• _Your goal_:
Copied exactly and without pictures, the lines from the beginning of the entries through the one that holds "Target: couple embracing" should form the entire reply.

• _The data_:
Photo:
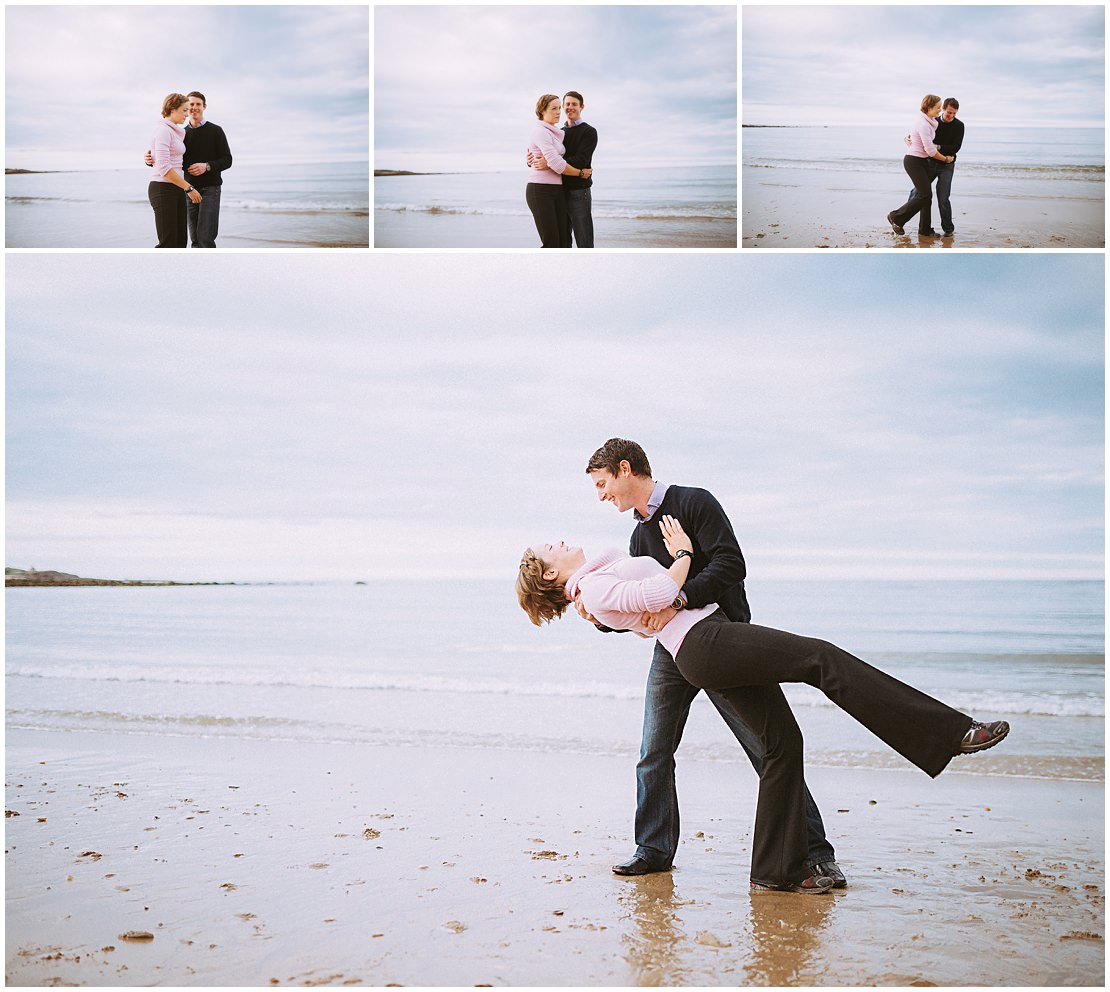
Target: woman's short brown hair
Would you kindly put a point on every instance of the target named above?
(172, 102)
(540, 598)
(542, 104)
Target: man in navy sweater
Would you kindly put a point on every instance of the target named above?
(948, 139)
(579, 140)
(207, 155)
(623, 476)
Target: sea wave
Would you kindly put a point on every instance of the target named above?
(1056, 767)
(286, 206)
(1091, 173)
(1002, 701)
(699, 212)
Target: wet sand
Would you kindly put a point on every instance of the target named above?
(268, 863)
(798, 209)
(394, 229)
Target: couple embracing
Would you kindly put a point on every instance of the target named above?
(683, 584)
(559, 162)
(935, 138)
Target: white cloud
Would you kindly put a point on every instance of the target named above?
(288, 410)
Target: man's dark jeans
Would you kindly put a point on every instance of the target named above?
(579, 205)
(666, 707)
(944, 173)
(204, 218)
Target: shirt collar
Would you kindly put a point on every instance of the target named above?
(654, 502)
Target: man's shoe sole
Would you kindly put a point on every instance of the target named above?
(987, 744)
(633, 872)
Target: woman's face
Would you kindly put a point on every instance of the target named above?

• _Solution to the exercise_:
Photo:
Target: woman's short brown hair
Would you kindly put a point on every instance of the target named above?
(172, 102)
(540, 598)
(542, 104)
Target: man in navy sweater
Would you kindly put a point on every instance of the target named above?
(948, 139)
(579, 140)
(207, 155)
(623, 476)
Target: sea wave
Would you kindly put a point on every instance of the target named above?
(1056, 767)
(286, 206)
(1091, 173)
(1002, 701)
(699, 212)
Target: wet sand
Would you kindly put a point on every instance of the target named above?
(268, 863)
(798, 209)
(394, 229)
Target: couple embracing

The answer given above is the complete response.